PASSAGE SHOWN Start Marker
July 14th, 2015
Today, a woman with three small children walked past my mother’s house as I searched for the keys to unlock the door. She happened to be a patient at the midwifery office where I work. She found out this morning that she was having a miscarriage.
Her toddler clung to the stroller, his eyes focused on me like tiny espresso beans as they passed by. There were four little feet kicking in the stroller, their ages still numbered in months not years.
Her strides were long and deliberate, she didn’t look sad or distracted. It looked like just another day, taking the kids out for a walk in the summer humidity before the thunderstorm rolls in.
There is no one more deserving of the word resilient to me than a mother. I don’t mean to neglect fathers – it just seems that there is a special kind of silent struggle I see in mothers. To internalize. To push forward. To not fall apart.
It was by chance that I saw her unremarkable evening walk through the neighborhood, and it made me think of my mother.
Months into a series of operations to lengthen one of my legs, my mom had to go back to work. I was thirteen, bossy, and inconsolable. The preliminary operation was in November, and the expectation was that after a few months of adjusting, by February I would be back in school, and she could return to work.
That is not at all what happened. Every week with the fixator was a series of complications and disasters – insufficient pain management meant no putting weight on the leg, which meant no walking. Crutches made navigating middle-school hallways an anxious and exhausting nightmare. Switching medications led to drug withdrawal, mood swings, and reverting. I was no longer a thirteen year old. I don’t know what I was.
I required physical therapy several times a week, weekly parent teacher conferences, and unlimited attention. I sucked every bit of energy out of my mother that I could. I came to believe so desperately that we were in it together that I resented her for not being the one wearing the fixator. I accused her of being able to escape the nightmare, when I couldn’t.
PASSAGE SHOWN End Marker
DATASET ENTRIES Start Marker
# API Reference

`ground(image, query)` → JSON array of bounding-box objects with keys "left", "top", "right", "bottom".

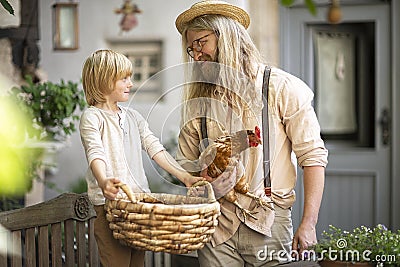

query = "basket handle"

[
  {"left": 187, "top": 181, "right": 217, "bottom": 203},
  {"left": 115, "top": 183, "right": 138, "bottom": 203}
]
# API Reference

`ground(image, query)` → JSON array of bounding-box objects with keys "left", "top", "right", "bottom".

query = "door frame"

[
  {"left": 391, "top": 1, "right": 400, "bottom": 229},
  {"left": 280, "top": 1, "right": 400, "bottom": 229}
]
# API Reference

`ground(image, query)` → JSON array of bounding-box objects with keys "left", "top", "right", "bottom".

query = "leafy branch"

[{"left": 281, "top": 0, "right": 317, "bottom": 16}]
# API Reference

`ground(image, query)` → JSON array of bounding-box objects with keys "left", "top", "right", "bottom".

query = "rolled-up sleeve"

[
  {"left": 79, "top": 110, "right": 107, "bottom": 166},
  {"left": 277, "top": 71, "right": 328, "bottom": 167},
  {"left": 135, "top": 112, "right": 165, "bottom": 158}
]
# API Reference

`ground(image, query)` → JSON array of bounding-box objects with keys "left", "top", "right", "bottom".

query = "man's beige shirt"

[{"left": 177, "top": 66, "right": 328, "bottom": 246}]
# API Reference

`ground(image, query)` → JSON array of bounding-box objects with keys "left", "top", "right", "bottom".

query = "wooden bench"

[{"left": 0, "top": 193, "right": 100, "bottom": 267}]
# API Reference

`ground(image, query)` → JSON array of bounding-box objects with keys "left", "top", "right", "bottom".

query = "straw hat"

[{"left": 175, "top": 0, "right": 250, "bottom": 34}]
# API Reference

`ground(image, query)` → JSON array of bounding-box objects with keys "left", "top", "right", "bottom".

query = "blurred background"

[{"left": 0, "top": 0, "right": 400, "bottom": 241}]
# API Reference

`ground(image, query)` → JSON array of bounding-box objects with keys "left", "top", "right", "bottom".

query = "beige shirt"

[
  {"left": 79, "top": 106, "right": 165, "bottom": 205},
  {"left": 177, "top": 66, "right": 328, "bottom": 245}
]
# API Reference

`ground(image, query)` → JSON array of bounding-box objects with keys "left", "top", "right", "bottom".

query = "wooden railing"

[{"left": 0, "top": 193, "right": 100, "bottom": 267}]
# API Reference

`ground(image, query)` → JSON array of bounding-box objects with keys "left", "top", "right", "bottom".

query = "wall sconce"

[{"left": 53, "top": 2, "right": 79, "bottom": 50}]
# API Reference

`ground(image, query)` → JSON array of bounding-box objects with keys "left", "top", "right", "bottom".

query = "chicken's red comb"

[{"left": 254, "top": 126, "right": 261, "bottom": 138}]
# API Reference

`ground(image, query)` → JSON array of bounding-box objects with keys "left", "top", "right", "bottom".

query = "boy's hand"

[
  {"left": 99, "top": 178, "right": 121, "bottom": 200},
  {"left": 182, "top": 173, "right": 205, "bottom": 187}
]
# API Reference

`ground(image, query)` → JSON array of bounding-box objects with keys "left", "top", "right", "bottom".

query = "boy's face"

[{"left": 109, "top": 76, "right": 133, "bottom": 102}]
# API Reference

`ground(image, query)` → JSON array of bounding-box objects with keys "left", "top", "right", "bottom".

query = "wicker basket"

[{"left": 106, "top": 183, "right": 220, "bottom": 254}]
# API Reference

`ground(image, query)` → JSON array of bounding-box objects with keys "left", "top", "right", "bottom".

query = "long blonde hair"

[{"left": 182, "top": 15, "right": 263, "bottom": 121}]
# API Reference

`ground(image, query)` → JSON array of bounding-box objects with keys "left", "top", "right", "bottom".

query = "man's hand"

[
  {"left": 292, "top": 222, "right": 317, "bottom": 259},
  {"left": 200, "top": 167, "right": 237, "bottom": 199}
]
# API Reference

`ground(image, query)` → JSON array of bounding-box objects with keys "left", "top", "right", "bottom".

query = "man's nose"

[{"left": 193, "top": 50, "right": 203, "bottom": 61}]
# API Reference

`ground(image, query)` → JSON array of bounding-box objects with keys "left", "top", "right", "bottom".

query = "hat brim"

[{"left": 175, "top": 1, "right": 250, "bottom": 34}]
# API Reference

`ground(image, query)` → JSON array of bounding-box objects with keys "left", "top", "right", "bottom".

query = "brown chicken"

[{"left": 199, "top": 126, "right": 268, "bottom": 219}]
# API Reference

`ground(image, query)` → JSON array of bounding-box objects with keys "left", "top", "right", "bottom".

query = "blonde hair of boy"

[{"left": 82, "top": 49, "right": 133, "bottom": 106}]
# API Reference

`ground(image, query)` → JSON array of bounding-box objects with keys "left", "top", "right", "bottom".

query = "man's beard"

[{"left": 193, "top": 55, "right": 220, "bottom": 84}]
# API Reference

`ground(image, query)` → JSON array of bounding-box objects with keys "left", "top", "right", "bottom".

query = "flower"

[{"left": 314, "top": 224, "right": 400, "bottom": 266}]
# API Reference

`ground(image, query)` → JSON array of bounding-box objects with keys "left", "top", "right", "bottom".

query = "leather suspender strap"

[
  {"left": 200, "top": 116, "right": 209, "bottom": 149},
  {"left": 262, "top": 66, "right": 271, "bottom": 196}
]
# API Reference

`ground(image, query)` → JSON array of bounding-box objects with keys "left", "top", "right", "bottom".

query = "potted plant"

[
  {"left": 314, "top": 224, "right": 400, "bottom": 267},
  {"left": 10, "top": 76, "right": 86, "bottom": 141}
]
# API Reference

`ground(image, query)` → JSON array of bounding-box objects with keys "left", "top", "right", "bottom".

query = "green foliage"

[
  {"left": 0, "top": 0, "right": 14, "bottom": 15},
  {"left": 70, "top": 178, "right": 87, "bottom": 194},
  {"left": 281, "top": 0, "right": 317, "bottom": 16},
  {"left": 314, "top": 224, "right": 400, "bottom": 266},
  {"left": 10, "top": 76, "right": 86, "bottom": 140}
]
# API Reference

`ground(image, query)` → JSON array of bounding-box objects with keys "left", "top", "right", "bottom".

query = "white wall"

[{"left": 39, "top": 0, "right": 246, "bottom": 199}]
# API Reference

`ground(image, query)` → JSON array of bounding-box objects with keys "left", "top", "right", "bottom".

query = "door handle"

[{"left": 379, "top": 108, "right": 390, "bottom": 146}]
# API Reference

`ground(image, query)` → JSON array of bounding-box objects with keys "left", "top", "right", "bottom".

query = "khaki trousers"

[
  {"left": 197, "top": 205, "right": 293, "bottom": 267},
  {"left": 94, "top": 205, "right": 145, "bottom": 267}
]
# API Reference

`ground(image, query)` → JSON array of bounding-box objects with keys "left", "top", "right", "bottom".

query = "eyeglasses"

[{"left": 186, "top": 32, "right": 214, "bottom": 58}]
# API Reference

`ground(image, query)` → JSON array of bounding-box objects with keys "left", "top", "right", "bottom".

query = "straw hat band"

[{"left": 175, "top": 1, "right": 250, "bottom": 34}]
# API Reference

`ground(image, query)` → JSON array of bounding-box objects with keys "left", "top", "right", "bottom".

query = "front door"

[{"left": 281, "top": 1, "right": 391, "bottom": 233}]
DATASET ENTRIES End Marker
--- WHAT YOU ARE ASKED TO DO ---
According to the essay, how old was the writer when the mother had to go back to work? The records are separate material and have no connection to the essay.

--- EXPECTED ANSWER ---
The writer was thirteen.